* **Tasks for this exercise**
1) List every command-line option passed to the vllm serve command in the Minitron-8B-Base deployment guide below, along with the value each one is given.
2) Reproduce the part of the Minitron-8B-Base deployment guide that begins at the words "Minitron-8B-Base#" and stops after the words "the GSM8K benchmark.".
3) Answer these questions about the Minitron-8B-Base deployment guide below:
(a) What hardware does the BF16 version of the model require?
(b) What maximum model length does the serve command set?
(c) Which dataset was used to evaluate the model's reasoning capability?

* **Quoted passage**
:::::
Minitron-8B-Base

Minitron-8B-Base#

Introduction#

The released Minitron-8B-Base is a lightweight, efficient large language model developed by NVIDIA. It is designed for general-purpose text generation and reasoning tasks, and can be deployed with vLLM for online serving and evaluation on Ascend NPU hardware through vllm-ascend.

This document describes the main verification steps of the model, including supported features, environment preparation, single-node deployment, functional verification, and accuracy evaluation on the GSM8K benchmark.

Environment Preparation#

Model Weight#

Minitron-8B-Base(BF16 version): requires 1 Ascend 910B (with 1 x 64G NPUs). Download model weight

It is recommended to place the model weight in a shared cache directory, such as /root/.cache/ or a local model path like /data/vllm-workspace/models/Minitron-8B-Base.

Installation#

Minitron-8B-Base can be deployed with vllm-ascend in a compatible runtime environment.

You can use the official docker image for deployment:

export IMAGE=quay.io/ascend/vllm-ascend:|vllm_ascend_version|
docker run --rm \
  --name vllm-ascend \
  --shm-size=1g \
  --device /dev/davinci0 \
  --device /dev/davinci_manager \
  --device /dev/devmm_svm \
  --device /dev/hisi_hdc \
  -v /usr/local/dcmi:/usr/local/dcmi \
  -v /usr/local/bin/npu-smi:/usr/local/bin/npu-smi \
  -v /usr/local/Ascend/driver/lib64/:/usr/local/Ascend/driver/lib64/ \
  -v /usr/local/Ascend/driver/version.info:/usr/local/Ascend/driver/version.info \
  -v /etc/ascend_install.info:/etc/ascend_install.info \
  -v /root/.cache:/root/.cache \
  -v /data/vllm-workspace/models:/data/vllm-workspace/models \
  -p 8000:8000 \
  -it $IMAGE bash

If you do not want to use the docker image, you can also build from source:

Install vllm-ascend from source, refer to installation.

Deployment#

Start the online serving service with the following command:

vllm serve "nv-community/Minitron-8B-Base" \
  --served-model-name minitron-8b-base \
  --tensor-parallel-size 1 \
  --max-model-len 4096 \
  --gpu-memory-utilization 0.9 \
  --enforce-eager \
  --port 8000

Functional Verification#

Once your server is started, you can query the model with a simple prompt:

curl http://localhost:8000/v1/completions \
  -H "Content-Type: application/json" \
  -d '{
    "model": "minitron-8b-base",
    "prompt": "Question: If a train travels 60 miles in 2 hours, what is its average speed in miles per hour?\nAnswer:",
    "max_tokens": 64,
    "temperature": 1.0
  }'

A valid response indicates that the model is deployed correctly and can generate text outputs.

Accuracy Evaluation#

The GSM8K dataset was used to evaluate the reasoning capability of Minitron-8B-Base.
:::::
* **Extracted entries**
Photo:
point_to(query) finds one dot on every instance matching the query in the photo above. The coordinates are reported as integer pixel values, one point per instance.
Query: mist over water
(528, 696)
:::::
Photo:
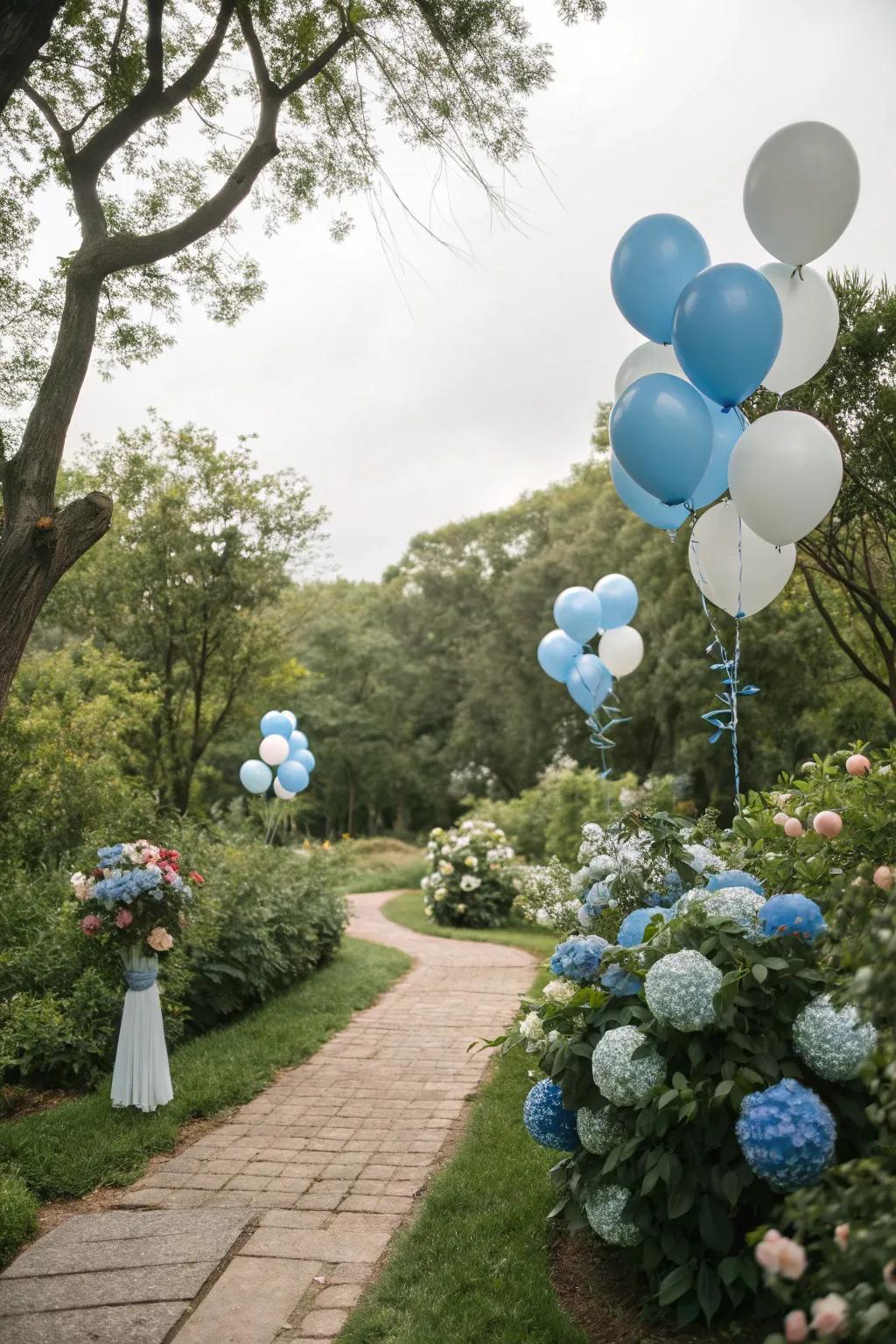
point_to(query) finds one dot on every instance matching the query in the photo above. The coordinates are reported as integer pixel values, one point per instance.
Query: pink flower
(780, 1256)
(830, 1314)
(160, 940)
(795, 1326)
:::::
* **In response**
1)
--served-model-name minitron-8b-base
--tensor-parallel-size 1
--max-model-len 4096
--gpu-memory-utilization 0.9
--enforce-eager (no value given)
--port 8000

2)
Minitron-8B-Base#

Introduction#

The released Minitron-8B-Base is a lightweight, efficient large language model developed by NVIDIA. It is designed for general-purpose text generation and reasoning tasks, and can be deployed with vLLM for online serving and evaluation on Ascend NPU hardware through vllm-ascend.

This document describes the main verification steps of the model, including supported features, environment preparation, single-node deployment, functional verification, and accuracy evaluation on the GSM8K benchmark.

3)
(a) 1 Ascend 910B (with 1 x 64G NPUs)
(b) 4096
(c) GSM8K